■ Article
And then the boss fight… We were probably not supposed to fight this thing, since it was obviously well above our level and we could not seem to land a hit on it more than 1/5 of the time, but we tried anyway. After the other players had a run of good luck and were able to reduce it’s AC (one of them flanking with me, the other used an AC-dropping attack) to where I could hit on an 11 or higher, I decided maybe my luck would turn too. It was all up to me now, this is what the rest of the party was trying to set up. Over the next 2 rounds I blew all my dailies, encounter powers, and action point and did 4 attacks per round. Sure enough my luck did change, as not a single roll was 1 less than what I needed to get. I rolled nothing higher than a 5. The DM ruled that the boss let us live because he had not laughed that hard in ages and was thus in a good mood.
The real killer is that up until that incident my character had quite the reputation of being an efficient killer/mercenary…
August 3rd, 2011 at 5:22 am
Make way, mathematician coming through… :P
A key principle of probability is that you need to look at independent events independently. Rolling 1d10 and getting a 1 is a 1 in 10 chance, regardless of how many 1s were rolled before, and this never really changes in principle (specific factors may apply however which I will discuss later). This means that any specific outcome of a set number of rolls is always the same, as others have described above. Generally, probability is calculated using a large sample of these sets of rolls, using a statistical average. If order is important, the answer is easy, since each outcome is unique, but if the order is irrelevant, the outcomes are combined into totals (the latter being the case for working out probabilities for success in 7th Sea based on just stats). None of this, however, changes the fact that an individual dice roll is still 1 in 10 of coming up any single number, and you only get to roll it once.

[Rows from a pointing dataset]
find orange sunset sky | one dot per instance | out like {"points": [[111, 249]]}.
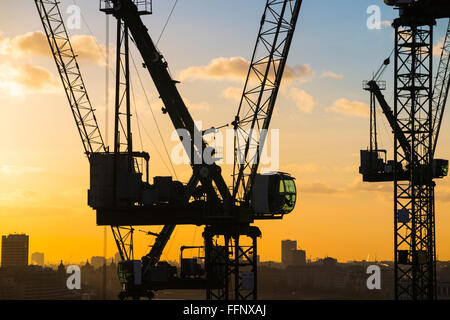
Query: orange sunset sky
{"points": [[322, 114]]}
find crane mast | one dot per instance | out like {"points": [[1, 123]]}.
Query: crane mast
{"points": [[415, 120], [441, 88]]}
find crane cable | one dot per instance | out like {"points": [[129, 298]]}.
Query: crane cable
{"points": [[153, 115], [105, 54], [167, 22]]}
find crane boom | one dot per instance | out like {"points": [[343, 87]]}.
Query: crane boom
{"points": [[69, 71], [179, 114], [261, 90], [441, 88], [373, 86]]}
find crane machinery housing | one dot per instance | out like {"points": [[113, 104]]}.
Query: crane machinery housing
{"points": [[120, 190], [415, 121]]}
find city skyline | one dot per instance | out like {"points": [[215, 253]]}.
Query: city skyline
{"points": [[44, 175]]}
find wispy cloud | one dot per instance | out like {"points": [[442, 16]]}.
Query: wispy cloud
{"points": [[236, 69], [331, 75], [304, 101], [349, 108], [19, 170]]}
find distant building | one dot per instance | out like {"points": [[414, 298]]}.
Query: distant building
{"points": [[298, 257], [37, 258], [98, 262], [286, 247], [15, 250]]}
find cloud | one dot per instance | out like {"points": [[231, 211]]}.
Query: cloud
{"points": [[18, 170], [16, 79], [35, 43], [332, 75], [35, 77], [309, 167], [385, 24], [317, 188], [359, 185], [236, 69], [350, 108], [232, 93], [305, 102]]}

■ Work to do
a - Copy the entire dice passage word for word.
b - Render the lines of the listing as a numbered list, skipping blank lines: begin at the line that contains "find crane boom" and stop after the last line of the listing.
The dice passage and the listing have no connection to each other.

■ Completed exercise
a -
And then the boss fight… We were probably not supposed to fight this thing, since it was obviously well above our level and we could not seem to land a hit on it more than 1/5 of the time, but we tried anyway. After the other players had a run of good luck and were able to reduce it’s AC (one of them flanking with me, the other used an AC-dropping attack) to where I could hit on an 11 or higher, I decided maybe my luck would turn too. It was all up to me now, this is what the rest of the party was trying to set up. Over the next 2 rounds I blew all my dailies, encounter powers, and action point and did 4 attacks per round. Sure enough my luck did change, as not a single roll was 1 less than what I needed to get. I rolled nothing higher than a 5. The DM ruled that the boss let us live because he had not laughed that hard in ages and was thus in a good mood.
The real killer is that up until that incident my character had quite the reputation of being an efficient killer/mercenary…
August 3rd, 2011 at 5:22 am
Make way, mathematician coming through… :P
A key principle of probability is that you need to look at independent events independently. Rolling 1d10 and getting a 1 is a 1 in 10 chance, regardless of how many 1s were rolled before, and this never really changes in principle (specific factors may apply however which I will discuss later). This means that any specific outcome of a set number of rolls is always the same, as others have described above. Generally, probability is calculated using a large sample of these sets of rolls, using a statistical average. If order is important, the answer is easy, since each outcome is unique, but if the order is irrelevant, the outcomes are combined into totals (the latter being the case for working out probabilities for success in 7th Sea based on just stats). None of this, however, changes the fact that an individual dice roll is still 1 in 10 of coming up any single number, and you only get to roll it once.

b -
1. find crane boom | one dot per instance | out like {"points": [[343, 87]]}.
2. Query: crane boom
3. {"points": [[69, 71], [179, 114], [261, 90], [441, 88], [373, 86]]}
4. find crane machinery housing | one dot per instance | out like {"points": [[113, 104]]}.
5. Query: crane machinery housing
6. {"points": [[120, 190], [415, 121]]}
7. find city skyline | one dot per instance | out like {"points": [[215, 253]]}.
8. Query: city skyline
9. {"points": [[44, 175]]}
10. find wispy cloud | one dot per instance | out like {"points": [[442, 16]]}.
11. Query: wispy cloud
12. {"points": [[236, 69], [331, 75], [304, 101], [349, 108], [19, 170]]}
13. find distant building | one dot per instance | out like {"points": [[414, 298]]}.
14. Query: distant building
15. {"points": [[298, 257], [37, 258], [98, 262], [286, 247], [15, 250]]}
16. find cloud | one dot per instance | out like {"points": [[231, 211]]}.
17. Query: cloud
18. {"points": [[18, 170], [16, 79], [35, 43], [332, 75], [35, 77], [309, 167], [385, 24], [317, 188], [359, 185], [236, 69], [350, 108], [232, 93], [305, 102]]}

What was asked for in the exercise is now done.